* _DO THIS_
Rewrite all the rows below with "bounding box" switched to "rectangle" everywhere, changing nothing else. Leave the pictures out of your answer.

======== DATA EXCERPTS ========

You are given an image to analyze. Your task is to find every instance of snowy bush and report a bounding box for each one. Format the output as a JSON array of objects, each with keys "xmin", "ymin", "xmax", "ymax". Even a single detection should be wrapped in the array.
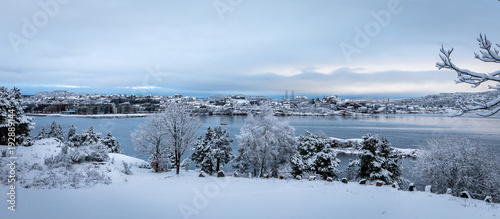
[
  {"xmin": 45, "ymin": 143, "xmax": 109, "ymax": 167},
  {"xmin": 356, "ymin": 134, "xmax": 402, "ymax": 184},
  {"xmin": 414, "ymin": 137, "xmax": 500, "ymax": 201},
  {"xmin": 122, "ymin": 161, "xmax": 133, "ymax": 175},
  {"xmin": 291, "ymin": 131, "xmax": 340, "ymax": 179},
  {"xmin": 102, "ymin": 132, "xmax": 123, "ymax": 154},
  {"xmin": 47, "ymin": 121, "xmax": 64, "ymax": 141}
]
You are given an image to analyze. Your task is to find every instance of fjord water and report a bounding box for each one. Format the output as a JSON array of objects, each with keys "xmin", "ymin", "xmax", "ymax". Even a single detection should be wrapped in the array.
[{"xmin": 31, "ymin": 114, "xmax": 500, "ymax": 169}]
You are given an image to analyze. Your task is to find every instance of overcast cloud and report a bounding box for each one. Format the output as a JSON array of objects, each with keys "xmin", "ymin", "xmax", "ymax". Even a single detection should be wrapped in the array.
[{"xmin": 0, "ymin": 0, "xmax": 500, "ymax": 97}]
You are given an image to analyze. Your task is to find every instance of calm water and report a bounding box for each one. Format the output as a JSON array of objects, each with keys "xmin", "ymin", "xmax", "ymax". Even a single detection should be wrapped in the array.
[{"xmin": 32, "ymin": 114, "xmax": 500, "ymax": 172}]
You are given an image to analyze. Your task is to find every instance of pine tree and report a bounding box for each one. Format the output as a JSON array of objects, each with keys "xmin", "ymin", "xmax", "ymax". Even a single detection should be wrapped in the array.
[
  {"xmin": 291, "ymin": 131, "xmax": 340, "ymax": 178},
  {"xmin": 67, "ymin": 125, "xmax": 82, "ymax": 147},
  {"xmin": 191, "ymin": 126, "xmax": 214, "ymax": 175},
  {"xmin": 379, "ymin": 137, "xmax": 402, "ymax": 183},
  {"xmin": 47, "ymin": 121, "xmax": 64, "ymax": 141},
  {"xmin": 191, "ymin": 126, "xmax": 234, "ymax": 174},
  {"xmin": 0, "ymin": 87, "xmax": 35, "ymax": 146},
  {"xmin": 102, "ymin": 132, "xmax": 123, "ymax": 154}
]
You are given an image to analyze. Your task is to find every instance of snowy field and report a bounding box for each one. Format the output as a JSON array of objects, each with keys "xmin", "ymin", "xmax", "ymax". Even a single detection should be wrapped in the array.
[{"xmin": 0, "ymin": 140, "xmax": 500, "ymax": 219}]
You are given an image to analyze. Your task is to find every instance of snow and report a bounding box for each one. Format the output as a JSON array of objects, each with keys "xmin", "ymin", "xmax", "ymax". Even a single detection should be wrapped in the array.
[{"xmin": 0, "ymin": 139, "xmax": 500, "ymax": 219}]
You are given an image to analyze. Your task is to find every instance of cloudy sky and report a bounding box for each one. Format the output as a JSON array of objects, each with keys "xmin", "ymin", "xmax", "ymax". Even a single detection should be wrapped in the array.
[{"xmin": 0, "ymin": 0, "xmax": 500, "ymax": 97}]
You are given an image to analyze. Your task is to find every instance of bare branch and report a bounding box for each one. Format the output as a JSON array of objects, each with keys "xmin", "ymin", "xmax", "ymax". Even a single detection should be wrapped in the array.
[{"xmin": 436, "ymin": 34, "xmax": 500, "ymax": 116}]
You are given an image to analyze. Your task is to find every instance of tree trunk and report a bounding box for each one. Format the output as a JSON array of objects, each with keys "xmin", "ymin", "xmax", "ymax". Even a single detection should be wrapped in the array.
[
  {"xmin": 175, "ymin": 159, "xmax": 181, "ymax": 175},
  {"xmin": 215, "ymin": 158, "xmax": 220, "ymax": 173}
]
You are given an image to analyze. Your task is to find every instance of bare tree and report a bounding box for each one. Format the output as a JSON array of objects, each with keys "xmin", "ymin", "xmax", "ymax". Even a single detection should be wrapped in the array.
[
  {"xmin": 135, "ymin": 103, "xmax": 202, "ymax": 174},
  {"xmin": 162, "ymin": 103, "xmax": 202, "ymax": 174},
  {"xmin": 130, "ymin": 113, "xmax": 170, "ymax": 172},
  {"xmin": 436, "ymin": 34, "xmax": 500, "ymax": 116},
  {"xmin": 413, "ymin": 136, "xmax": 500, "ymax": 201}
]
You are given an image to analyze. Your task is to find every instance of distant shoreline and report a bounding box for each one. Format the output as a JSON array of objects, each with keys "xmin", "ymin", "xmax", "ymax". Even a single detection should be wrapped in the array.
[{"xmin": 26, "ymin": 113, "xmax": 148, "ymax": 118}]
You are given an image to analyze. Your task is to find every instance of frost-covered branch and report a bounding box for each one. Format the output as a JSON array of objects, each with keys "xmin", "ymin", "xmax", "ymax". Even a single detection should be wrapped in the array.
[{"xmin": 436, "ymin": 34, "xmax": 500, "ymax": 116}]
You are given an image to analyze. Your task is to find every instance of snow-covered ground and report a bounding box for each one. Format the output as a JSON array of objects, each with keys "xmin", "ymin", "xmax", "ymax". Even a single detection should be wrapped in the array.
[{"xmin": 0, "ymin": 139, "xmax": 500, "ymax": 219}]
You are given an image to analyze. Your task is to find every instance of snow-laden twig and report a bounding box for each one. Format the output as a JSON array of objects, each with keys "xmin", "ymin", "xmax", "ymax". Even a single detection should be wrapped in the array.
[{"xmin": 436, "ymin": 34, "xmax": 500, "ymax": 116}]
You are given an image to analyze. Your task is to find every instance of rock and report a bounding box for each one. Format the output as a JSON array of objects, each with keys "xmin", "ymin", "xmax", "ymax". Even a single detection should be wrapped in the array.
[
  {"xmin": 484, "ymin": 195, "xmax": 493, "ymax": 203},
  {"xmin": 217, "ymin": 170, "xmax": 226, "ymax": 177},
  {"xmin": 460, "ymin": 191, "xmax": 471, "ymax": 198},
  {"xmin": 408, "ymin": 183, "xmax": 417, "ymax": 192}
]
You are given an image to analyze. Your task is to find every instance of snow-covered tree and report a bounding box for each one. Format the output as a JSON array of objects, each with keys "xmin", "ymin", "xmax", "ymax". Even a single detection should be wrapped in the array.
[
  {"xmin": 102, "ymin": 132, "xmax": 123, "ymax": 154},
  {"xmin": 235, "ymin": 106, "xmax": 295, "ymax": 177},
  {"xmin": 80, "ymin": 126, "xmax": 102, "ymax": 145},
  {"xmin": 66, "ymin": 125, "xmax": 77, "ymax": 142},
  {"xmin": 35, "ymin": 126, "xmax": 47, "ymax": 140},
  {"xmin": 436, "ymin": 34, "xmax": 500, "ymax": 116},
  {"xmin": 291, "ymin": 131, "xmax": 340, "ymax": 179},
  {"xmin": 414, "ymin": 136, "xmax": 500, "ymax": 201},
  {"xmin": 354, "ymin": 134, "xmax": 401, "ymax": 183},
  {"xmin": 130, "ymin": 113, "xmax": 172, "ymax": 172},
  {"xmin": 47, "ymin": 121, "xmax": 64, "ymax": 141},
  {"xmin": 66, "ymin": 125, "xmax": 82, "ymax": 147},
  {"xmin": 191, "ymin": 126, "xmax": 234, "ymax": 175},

========

* _RESULT FOR THIS EXERCISE_
You are given an image to analyze. Your task is to find every instance of snowy bush and report a rectangle for each one. Format the output as a JSON array of objects, each with keys "xmin", "ymin", "xmax", "ymax". Even a single detection should be wrapped in the array.
[
  {"xmin": 45, "ymin": 143, "xmax": 109, "ymax": 167},
  {"xmin": 356, "ymin": 134, "xmax": 402, "ymax": 184},
  {"xmin": 414, "ymin": 137, "xmax": 500, "ymax": 201},
  {"xmin": 122, "ymin": 161, "xmax": 133, "ymax": 175},
  {"xmin": 291, "ymin": 131, "xmax": 340, "ymax": 179},
  {"xmin": 102, "ymin": 132, "xmax": 123, "ymax": 154},
  {"xmin": 47, "ymin": 121, "xmax": 64, "ymax": 141}
]
You are given an image to analyze. Your task is to find every instance of fjord water and report a rectangle for each one. Format the output as a JSON array of objects, each with keys "xmin", "ymin", "xmax", "ymax". Even a single detection should be wrapped in the array.
[{"xmin": 31, "ymin": 114, "xmax": 500, "ymax": 169}]
You are given an image to analyze. Your task is to find every instance of overcast cloud and report a rectangle for each one. Format the output as a JSON array of objects, each with keys "xmin", "ymin", "xmax", "ymax". Even a single detection should be wrapped in the array.
[{"xmin": 0, "ymin": 0, "xmax": 500, "ymax": 97}]
You are given an image to analyze. Your task is to find every instance of calm water and report a rectangle for each one. Format the output as a JSON array of objects, each with keys "xmin", "ymin", "xmax", "ymax". Even a single detection should be wrapped in the array.
[{"xmin": 32, "ymin": 114, "xmax": 500, "ymax": 172}]
You are given an image to analyze. Your task is to find every instance of pine tree and report a rectangle for each one. Format the output as a JSON array of objects, each with keys "xmin", "ymin", "xmax", "ymax". Even a single detection should be wrapped in the array.
[
  {"xmin": 291, "ymin": 131, "xmax": 340, "ymax": 178},
  {"xmin": 67, "ymin": 125, "xmax": 82, "ymax": 147},
  {"xmin": 191, "ymin": 126, "xmax": 214, "ymax": 175},
  {"xmin": 379, "ymin": 137, "xmax": 402, "ymax": 183},
  {"xmin": 47, "ymin": 121, "xmax": 64, "ymax": 141},
  {"xmin": 191, "ymin": 126, "xmax": 234, "ymax": 174},
  {"xmin": 0, "ymin": 87, "xmax": 35, "ymax": 146},
  {"xmin": 102, "ymin": 132, "xmax": 123, "ymax": 154}
]
You are given an image to analyze. Your task is to find every instance of snowy field and report a rectangle for each one. Format the output as a JSON array of objects, each with keys "xmin", "ymin", "xmax", "ymax". Even a single detection should be wrapped in the array.
[{"xmin": 0, "ymin": 140, "xmax": 500, "ymax": 219}]
You are given an image to analyze. Your task is to find every instance of snow and report a rectangle for each one. Format the output as a JSON array of objects, each with keys "xmin", "ymin", "xmax", "ymax". Even a single detection should be wrapped in the array.
[{"xmin": 0, "ymin": 139, "xmax": 500, "ymax": 219}]
You are given an image to analyze. Your task is to find every instance of cloudy sky and report a rectangle for each one. Format the output as a JSON array of objects, each with keys "xmin", "ymin", "xmax", "ymax". Even a single detection should be wrapped in the array.
[{"xmin": 0, "ymin": 0, "xmax": 500, "ymax": 97}]
You are given an image to analyze. Your task is to find every instance of bare branch and report a rectangle for each one. Format the output as a JSON array of objects, each with keys "xmin", "ymin", "xmax", "ymax". Even a single detection should be wrapped in the array.
[{"xmin": 436, "ymin": 34, "xmax": 500, "ymax": 116}]
You are given an image to analyze. Your task is to find every instance of tree trunk and report a rectangle for each one. Format the output as a JSON array of objects, each with keys "xmin", "ymin", "xmax", "ymax". Even a single detection should be wrapped in the array.
[
  {"xmin": 175, "ymin": 159, "xmax": 181, "ymax": 175},
  {"xmin": 215, "ymin": 158, "xmax": 220, "ymax": 173}
]
You are given an image to analyze. Your task is to find every instance of bare tree and report a rectangle for each one. Format the output as a JSON array of objects, each with keys "xmin", "ymin", "xmax", "ymax". Even a single detection should be wrapped in the array.
[
  {"xmin": 135, "ymin": 103, "xmax": 202, "ymax": 174},
  {"xmin": 162, "ymin": 103, "xmax": 202, "ymax": 174},
  {"xmin": 130, "ymin": 113, "xmax": 170, "ymax": 172},
  {"xmin": 436, "ymin": 34, "xmax": 500, "ymax": 116},
  {"xmin": 413, "ymin": 136, "xmax": 500, "ymax": 201}
]
You are given an image to analyze. Your task is to find every instance of distant shoreline and report a rectangle for each one. Format the output as a JSON array of objects, each with keys "xmin", "ymin", "xmax", "ymax". Even a single detection should be wrapped in the array.
[{"xmin": 26, "ymin": 113, "xmax": 148, "ymax": 118}]
You are given an image to analyze. Your task is to find every instance of frost-covered branch and report a rectangle for each one. Format the output as a JSON array of objects, each with keys "xmin", "ymin", "xmax", "ymax". Even a single detection should be wrapped in the array.
[{"xmin": 436, "ymin": 34, "xmax": 500, "ymax": 116}]
You are given an image to analyze. Your task is to find every instance of snow-covered ground and report a rectangle for each one. Format the output as a JSON array of objects, each with keys "xmin", "ymin", "xmax", "ymax". Even a single detection should be wrapped in the array.
[{"xmin": 0, "ymin": 139, "xmax": 500, "ymax": 219}]
You are given an image to analyze. Your task is to find every instance of snow-laden twig and report a rectangle for each one. Format the output as a JSON array of objects, each with keys "xmin", "ymin", "xmax", "ymax". Even a single detection should be wrapped in the array.
[{"xmin": 436, "ymin": 34, "xmax": 500, "ymax": 116}]
You are given an image to analyze. Your task is to find every instance of rock and report a rectangle for each one. Format the output as a JSON array of objects, each with keys "xmin", "ymin", "xmax", "ymax". Even a single detection should be wrapped in the array.
[
  {"xmin": 484, "ymin": 195, "xmax": 493, "ymax": 203},
  {"xmin": 217, "ymin": 170, "xmax": 226, "ymax": 177},
  {"xmin": 460, "ymin": 191, "xmax": 471, "ymax": 198},
  {"xmin": 408, "ymin": 183, "xmax": 417, "ymax": 192}
]
You are given an image to analyze. Your task is to find every instance of snow-covered tree and report a rectangle for each one. Format the output as a JSON array of objects, each with keys "xmin", "ymin", "xmax", "ymax". Even a single detection should be wrapped in the array.
[
  {"xmin": 102, "ymin": 132, "xmax": 123, "ymax": 154},
  {"xmin": 235, "ymin": 106, "xmax": 295, "ymax": 177},
  {"xmin": 80, "ymin": 126, "xmax": 102, "ymax": 145},
  {"xmin": 66, "ymin": 125, "xmax": 77, "ymax": 142},
  {"xmin": 35, "ymin": 126, "xmax": 47, "ymax": 140},
  {"xmin": 436, "ymin": 34, "xmax": 500, "ymax": 116},
  {"xmin": 291, "ymin": 131, "xmax": 340, "ymax": 179},
  {"xmin": 414, "ymin": 136, "xmax": 500, "ymax": 201},
  {"xmin": 354, "ymin": 134, "xmax": 401, "ymax": 183},
  {"xmin": 130, "ymin": 113, "xmax": 172, "ymax": 172},
  {"xmin": 47, "ymin": 121, "xmax": 64, "ymax": 141},
  {"xmin": 66, "ymin": 125, "xmax": 82, "ymax": 147},
  {"xmin": 191, "ymin": 126, "xmax": 234, "ymax": 175},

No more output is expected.